> Excerpted data
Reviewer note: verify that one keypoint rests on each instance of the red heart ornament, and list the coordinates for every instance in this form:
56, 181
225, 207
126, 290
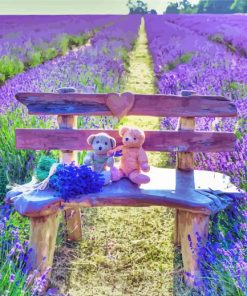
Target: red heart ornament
120, 104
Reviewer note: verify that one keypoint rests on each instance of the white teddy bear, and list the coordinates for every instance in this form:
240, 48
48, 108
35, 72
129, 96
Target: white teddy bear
99, 160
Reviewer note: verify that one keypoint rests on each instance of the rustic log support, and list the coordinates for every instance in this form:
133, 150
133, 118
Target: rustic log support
193, 233
72, 216
43, 234
185, 160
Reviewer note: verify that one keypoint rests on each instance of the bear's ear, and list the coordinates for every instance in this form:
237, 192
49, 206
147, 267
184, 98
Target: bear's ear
123, 130
90, 139
113, 142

> The task
Give only how many lines above hold "coordinates".

> Response to the exercise
4